#### [Ausgangstext]
○ ○ ○
Die Zukunft von Organisationen und Führung ist klar: Wir haben einen Wendepunkt hinter uns, so dass die Integration von Künstlicher Intelligenz (KI) nicht mehr optional ist, sondern zur strategischen Notwendigkeit geworden ist. Doch die Herausforderung geht weit über die bloße Implementierung von KI-Technologien hinaus. Vielmehr geht es darum, die einzigartigen menschlichen Fähigkeiten zu bewahren und zu stärken. Genau hier liegt die große Aufgabe für Führungskräfte, Teams und Organisationen.

Was ist das Gegenteil von Künstlicher Intelligenz?

In unserer Diskussion über KI sprechen wir immer wieder über ihre erstaunlichen Fähigkeit, über Datenschutz und kreative Power, oder den Einsatz in praktisch jedem Lebensbereich. Wir sprechen aber auch immer wieder davon, dass es eben auch Dinge gibt, die die KI nicht leisten kann – zumindest noch nicht. Aber was heisst das für uns, die wir diese Fähigkeiten haben. Wir haben sie lange für selbstverständlich gehalten, im Berufsleben sogar oft unterdrückt. (Emotionaliät raushalten! Keine Bauch-Entscheidungen! Kein soziales Gedöns!). Im Rahmen unserer kollektiven Betrachtung von künstlicher Intelligenz im Mainstream gesellschaftlicher Entwicklung (insbesondere in Unternehmen) schlagen wir nun “natürliche Intelligenz“ als nicht-wissenschaftlichen, aber intuitiven Begriff vor.
○ ○ ○
#### [Arbeitsmaterial]
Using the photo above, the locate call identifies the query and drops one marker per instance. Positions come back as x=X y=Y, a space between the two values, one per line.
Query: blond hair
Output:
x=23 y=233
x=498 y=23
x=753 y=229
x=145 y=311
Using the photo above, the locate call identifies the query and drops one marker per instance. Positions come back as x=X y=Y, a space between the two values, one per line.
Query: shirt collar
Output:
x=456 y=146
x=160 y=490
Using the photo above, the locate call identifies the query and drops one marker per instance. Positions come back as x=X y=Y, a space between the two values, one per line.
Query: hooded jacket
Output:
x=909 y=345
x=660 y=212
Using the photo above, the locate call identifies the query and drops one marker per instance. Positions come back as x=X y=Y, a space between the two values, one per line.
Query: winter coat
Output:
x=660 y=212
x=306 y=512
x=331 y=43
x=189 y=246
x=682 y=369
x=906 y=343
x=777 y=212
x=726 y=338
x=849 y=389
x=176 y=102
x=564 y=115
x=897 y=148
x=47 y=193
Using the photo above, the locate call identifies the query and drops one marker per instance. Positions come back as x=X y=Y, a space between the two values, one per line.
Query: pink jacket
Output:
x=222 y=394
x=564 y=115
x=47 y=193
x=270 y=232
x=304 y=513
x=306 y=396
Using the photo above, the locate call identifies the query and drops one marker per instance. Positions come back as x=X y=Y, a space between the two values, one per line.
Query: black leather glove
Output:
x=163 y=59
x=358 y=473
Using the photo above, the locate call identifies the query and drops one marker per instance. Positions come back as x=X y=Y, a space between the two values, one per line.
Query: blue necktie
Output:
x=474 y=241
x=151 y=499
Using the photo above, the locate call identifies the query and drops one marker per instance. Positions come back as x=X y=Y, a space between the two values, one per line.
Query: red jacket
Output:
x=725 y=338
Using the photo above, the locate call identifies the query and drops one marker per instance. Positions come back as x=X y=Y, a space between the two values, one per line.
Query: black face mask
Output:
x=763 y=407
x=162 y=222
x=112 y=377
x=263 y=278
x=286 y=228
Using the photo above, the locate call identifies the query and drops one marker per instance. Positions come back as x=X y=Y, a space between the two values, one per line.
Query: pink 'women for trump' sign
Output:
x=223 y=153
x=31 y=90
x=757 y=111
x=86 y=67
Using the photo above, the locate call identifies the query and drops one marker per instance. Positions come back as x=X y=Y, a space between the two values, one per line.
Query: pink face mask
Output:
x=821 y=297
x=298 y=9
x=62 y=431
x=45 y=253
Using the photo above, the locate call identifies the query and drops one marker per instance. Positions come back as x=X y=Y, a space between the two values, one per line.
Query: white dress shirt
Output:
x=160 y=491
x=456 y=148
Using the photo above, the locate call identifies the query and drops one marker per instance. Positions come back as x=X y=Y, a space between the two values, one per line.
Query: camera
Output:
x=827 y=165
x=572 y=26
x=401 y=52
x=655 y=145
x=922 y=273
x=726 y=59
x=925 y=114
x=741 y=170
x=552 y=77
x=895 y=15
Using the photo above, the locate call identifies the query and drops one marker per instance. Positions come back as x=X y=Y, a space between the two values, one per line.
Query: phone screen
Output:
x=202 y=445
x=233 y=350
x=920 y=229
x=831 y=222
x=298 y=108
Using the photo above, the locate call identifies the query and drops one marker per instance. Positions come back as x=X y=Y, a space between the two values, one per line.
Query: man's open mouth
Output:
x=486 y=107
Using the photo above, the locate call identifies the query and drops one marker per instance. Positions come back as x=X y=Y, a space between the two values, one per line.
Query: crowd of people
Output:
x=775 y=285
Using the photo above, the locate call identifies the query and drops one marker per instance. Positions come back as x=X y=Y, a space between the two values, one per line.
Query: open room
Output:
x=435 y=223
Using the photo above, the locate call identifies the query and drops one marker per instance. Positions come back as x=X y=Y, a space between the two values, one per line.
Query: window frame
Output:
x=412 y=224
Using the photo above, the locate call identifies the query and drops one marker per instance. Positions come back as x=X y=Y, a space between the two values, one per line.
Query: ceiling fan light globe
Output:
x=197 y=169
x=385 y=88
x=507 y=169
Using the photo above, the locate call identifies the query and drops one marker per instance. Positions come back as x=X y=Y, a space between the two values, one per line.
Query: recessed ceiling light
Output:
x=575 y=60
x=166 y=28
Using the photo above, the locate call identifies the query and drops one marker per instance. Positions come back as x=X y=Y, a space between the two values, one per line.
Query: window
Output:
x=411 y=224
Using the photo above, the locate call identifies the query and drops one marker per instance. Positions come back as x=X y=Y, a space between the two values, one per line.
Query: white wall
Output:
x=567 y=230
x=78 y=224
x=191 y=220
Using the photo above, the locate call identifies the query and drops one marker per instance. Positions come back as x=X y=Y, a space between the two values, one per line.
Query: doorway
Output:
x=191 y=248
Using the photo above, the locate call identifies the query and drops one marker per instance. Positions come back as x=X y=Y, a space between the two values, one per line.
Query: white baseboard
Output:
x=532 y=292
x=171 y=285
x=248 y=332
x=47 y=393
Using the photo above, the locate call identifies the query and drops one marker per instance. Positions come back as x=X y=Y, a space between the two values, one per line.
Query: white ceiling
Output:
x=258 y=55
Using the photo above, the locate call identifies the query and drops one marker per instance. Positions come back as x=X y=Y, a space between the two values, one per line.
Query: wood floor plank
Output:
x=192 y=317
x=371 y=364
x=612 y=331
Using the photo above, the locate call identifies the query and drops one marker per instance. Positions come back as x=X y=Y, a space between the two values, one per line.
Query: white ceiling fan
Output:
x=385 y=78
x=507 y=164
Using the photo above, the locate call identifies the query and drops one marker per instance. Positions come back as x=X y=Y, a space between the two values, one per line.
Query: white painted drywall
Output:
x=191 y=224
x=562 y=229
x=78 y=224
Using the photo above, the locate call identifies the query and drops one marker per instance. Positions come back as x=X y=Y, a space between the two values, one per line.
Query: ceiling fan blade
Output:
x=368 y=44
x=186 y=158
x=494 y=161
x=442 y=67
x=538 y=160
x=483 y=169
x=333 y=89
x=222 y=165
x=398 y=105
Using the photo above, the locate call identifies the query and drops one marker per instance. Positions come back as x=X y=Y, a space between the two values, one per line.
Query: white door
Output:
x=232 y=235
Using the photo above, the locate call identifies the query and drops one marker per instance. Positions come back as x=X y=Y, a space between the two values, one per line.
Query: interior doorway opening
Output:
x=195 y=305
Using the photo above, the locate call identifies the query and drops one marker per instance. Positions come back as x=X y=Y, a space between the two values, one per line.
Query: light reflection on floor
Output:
○ ○ ○
#### [Arbeitsanweisungen]
(1) Gib aus dem Ausgangstext den Abschnitt von „Die Zukunft von“ bis einschließlich „Teams und Organisationen.“ wortgetreu wieder.
(2) Ersetze in den Zeilen den Abschnitt vom Beginn der Zeilen bis einschließlich der Zeile mit „x=160 y=490“: Setze dort „image“ anstelle von „photo“. Gib nur diese Zeilen aus und lass sonst alles unverändert.
Der Ausgangstext und die Zeilen sind zwei voneinander unabhängige Materialien.

#### [Ergebnisse je Aufgabe]
(1)
Die Zukunft von Organisationen und Führung ist klar: Wir haben einen Wendepunkt hinter uns, so dass die Integration von Künstlicher Intelligenz (KI) nicht mehr optional ist, sondern zur strategischen Notwendigkeit geworden ist. Doch die Herausforderung geht weit über die bloße Implementierung von KI-Technologien hinaus. Vielmehr geht es darum, die einzigartigen menschlichen Fähigkeiten zu bewahren und zu stärken. Genau hier liegt die große Aufgabe für Führungskräfte, Teams und Organisationen.

(2)
Using the image above, the locate call identifies the query and drops one marker per instance. Positions come back as x=X y=Y, a space between the two values, one per line.
Query: blond hair
Output:
x=23 y=233
x=498 y=23
x=753 y=229
x=145 y=311
Using the image above, the locate call identifies the query and drops one marker per instance. Positions come back as x=X y=Y, a space between the two values, one per line.
Query: shirt collar
Output:
x=456 y=146
x=160 y=490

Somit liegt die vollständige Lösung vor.